原文:

EBSD-XPS法分析磷石膏中杂质物相

磷石膏是湿法磷酸过程形成的固体副产物。磷石膏中含有磷、氟、硅等有害杂质组分，极大影响磷石膏制品的质量和性能，巨量磷石膏堆存严重威胁生态环境和生命安全。确定磷石膏中杂质物相的赋存状态，为磷石膏除杂净化和综合利用提供理论指导，非常重要。以低温干燥后的磷石膏为研究对象，利用X射线荧光光谱（XRF）分析确定磷石膏中杂质元素的组成，结果表明，磷石膏中的杂质元素含量较高的有P，Si，F和Al，含量较低的有Ba，Fe和Mg等。因二水硫酸钙物相强峰对杂质物相峰有较强遮蔽作用，X射线衍射光谱（XRD）分析不能确定磷石膏杂质的物相。利用扫描电子显微镜对磷石膏进行电子背散射衍射（EBSD）分析，根据被检样品衬度的区别探明磷石膏的杂质物相，利用X射线能谱分析（EDS）成分确定杂质物相组成；利用X射线光电子能谱（XPS）对硫酸钙晶体表面以及混合杂质物相作进一步分析。EBSD分析结果表明，磷石膏中杂质物相主要包括二氧化硅、氟硅酸钠、氟硅酸钾、氟磷酸钙、氟化钙、硫酸钡、硫化铁、三氧化二铝等，此外还有硅、铝、磷、氟等杂质混合组成的复盐物相，其中二氧化硅、硫酸钡、硫化铁、氟磷酸钙和三氧化二铝为独立赋存物相，氟硅酸钠和氟硅酸钾的物相则混合分布在硫酸钙晶体之间，氟化钙杂质与硅、铝、磷、氟杂质复盐物相结合赋存。XPS分析结果表明，磷石膏中还存在硅酸钙、氟化铝、氟化镁、硫酸铝、磷酸铝、磷酸钙、磷酸氢钙和磷酸二氢钙等物相，其中磷酸钙、磷酸氢钙、磷酸二氢钙和氟磷酸钙四种物相的特征峰位分布极为接近。采用EBSD-XPS组合分析方法，不仅确定了磷石膏中杂质的物相，还阐明了杂质物相与硫酸钙晶体之间的构效关系。该研究为磷石膏杂质物相分析提供新途径，为磷石膏除杂净化及其综合利用提供坚实的理论依据。

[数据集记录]

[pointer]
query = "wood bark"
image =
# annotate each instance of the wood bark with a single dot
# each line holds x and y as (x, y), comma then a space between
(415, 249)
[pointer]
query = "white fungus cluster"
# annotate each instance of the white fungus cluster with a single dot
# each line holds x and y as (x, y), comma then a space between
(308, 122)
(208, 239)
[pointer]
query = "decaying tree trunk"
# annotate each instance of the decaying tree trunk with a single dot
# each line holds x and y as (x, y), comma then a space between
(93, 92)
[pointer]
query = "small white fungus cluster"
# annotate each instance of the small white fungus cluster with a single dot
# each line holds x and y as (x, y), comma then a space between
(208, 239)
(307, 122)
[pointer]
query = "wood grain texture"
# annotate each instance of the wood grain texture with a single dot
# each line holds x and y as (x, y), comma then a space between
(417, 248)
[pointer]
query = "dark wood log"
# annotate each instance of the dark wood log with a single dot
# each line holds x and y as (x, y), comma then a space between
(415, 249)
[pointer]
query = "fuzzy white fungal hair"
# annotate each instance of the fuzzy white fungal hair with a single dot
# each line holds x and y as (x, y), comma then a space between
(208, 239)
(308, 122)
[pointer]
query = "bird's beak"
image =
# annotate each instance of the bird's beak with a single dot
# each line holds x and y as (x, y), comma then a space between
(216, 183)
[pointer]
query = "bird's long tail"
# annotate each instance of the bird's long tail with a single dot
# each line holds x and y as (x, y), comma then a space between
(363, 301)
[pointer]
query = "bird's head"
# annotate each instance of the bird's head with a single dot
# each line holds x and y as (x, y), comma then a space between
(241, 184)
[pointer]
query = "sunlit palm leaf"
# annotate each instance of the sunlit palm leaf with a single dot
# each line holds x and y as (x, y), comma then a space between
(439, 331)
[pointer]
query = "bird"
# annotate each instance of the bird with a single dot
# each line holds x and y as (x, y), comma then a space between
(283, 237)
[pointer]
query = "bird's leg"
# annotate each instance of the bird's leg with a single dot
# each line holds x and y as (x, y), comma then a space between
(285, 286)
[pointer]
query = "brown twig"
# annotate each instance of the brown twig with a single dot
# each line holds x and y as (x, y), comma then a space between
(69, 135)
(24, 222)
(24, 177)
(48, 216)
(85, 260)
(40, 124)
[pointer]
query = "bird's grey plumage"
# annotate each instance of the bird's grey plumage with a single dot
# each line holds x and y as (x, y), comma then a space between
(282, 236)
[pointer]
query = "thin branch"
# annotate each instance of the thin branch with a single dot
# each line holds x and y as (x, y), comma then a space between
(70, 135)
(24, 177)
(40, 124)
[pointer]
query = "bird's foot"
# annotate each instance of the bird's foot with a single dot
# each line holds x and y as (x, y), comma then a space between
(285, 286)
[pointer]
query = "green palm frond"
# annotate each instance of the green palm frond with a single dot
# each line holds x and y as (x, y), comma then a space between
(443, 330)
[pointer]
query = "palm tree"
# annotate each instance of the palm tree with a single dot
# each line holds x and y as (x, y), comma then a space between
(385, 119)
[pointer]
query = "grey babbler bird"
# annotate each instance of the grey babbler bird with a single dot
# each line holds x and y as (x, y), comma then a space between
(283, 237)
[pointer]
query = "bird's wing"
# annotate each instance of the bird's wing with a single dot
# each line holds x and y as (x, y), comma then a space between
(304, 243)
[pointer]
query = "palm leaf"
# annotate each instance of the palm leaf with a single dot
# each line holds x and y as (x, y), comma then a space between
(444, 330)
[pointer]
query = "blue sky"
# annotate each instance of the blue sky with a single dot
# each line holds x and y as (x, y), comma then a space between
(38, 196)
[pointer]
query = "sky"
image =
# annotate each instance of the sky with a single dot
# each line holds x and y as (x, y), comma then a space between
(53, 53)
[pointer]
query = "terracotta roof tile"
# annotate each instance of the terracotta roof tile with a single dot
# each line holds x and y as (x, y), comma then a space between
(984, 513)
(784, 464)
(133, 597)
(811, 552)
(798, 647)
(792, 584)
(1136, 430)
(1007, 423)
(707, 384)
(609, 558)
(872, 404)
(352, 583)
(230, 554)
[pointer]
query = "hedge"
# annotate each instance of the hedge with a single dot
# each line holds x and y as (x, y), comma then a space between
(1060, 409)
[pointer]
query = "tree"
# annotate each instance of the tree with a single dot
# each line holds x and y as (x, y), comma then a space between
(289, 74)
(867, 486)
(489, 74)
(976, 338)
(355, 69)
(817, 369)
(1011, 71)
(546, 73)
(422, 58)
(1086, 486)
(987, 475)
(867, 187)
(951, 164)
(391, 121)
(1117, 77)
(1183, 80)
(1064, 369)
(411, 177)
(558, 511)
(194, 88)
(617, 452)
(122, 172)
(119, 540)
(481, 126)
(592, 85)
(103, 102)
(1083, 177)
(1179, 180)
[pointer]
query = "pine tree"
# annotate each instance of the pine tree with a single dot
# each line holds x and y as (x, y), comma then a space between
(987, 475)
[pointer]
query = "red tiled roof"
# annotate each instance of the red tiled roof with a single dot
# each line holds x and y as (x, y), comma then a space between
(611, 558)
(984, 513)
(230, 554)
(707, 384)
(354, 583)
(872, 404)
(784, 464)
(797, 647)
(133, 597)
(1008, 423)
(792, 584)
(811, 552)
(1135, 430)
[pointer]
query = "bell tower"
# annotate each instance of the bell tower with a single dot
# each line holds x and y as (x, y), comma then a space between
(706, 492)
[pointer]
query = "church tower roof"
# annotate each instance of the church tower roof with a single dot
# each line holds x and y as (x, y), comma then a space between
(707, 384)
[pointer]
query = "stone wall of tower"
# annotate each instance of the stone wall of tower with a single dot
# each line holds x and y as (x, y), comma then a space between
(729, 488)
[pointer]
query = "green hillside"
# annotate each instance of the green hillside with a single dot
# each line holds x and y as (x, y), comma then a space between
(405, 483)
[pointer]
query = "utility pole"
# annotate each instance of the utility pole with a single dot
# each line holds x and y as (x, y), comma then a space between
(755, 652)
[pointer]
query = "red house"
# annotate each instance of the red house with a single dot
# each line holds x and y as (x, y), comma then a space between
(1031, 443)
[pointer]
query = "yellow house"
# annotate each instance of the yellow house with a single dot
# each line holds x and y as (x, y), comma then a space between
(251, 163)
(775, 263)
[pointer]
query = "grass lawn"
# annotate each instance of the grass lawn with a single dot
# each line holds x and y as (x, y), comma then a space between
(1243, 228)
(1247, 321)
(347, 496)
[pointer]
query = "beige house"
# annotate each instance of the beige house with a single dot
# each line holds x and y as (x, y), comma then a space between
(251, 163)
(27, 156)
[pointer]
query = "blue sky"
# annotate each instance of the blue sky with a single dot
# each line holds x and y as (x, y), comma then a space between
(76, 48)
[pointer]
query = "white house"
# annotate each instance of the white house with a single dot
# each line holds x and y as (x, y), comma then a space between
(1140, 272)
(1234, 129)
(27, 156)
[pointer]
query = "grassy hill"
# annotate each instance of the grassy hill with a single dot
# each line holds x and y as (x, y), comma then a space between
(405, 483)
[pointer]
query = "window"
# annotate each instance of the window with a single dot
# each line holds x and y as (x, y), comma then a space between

任务说明: 按照原文的说法，X射线衍射光谱（XRD）分析为什么不能确定磷石膏杂质的物相？请用一到三句话说明。 这些数据行与此无关。

本题答案: 二水硫酸钙物相的强峰会强烈遮蔽杂质物相的峰，所以XRD分析无法确定磷石膏杂质的物相。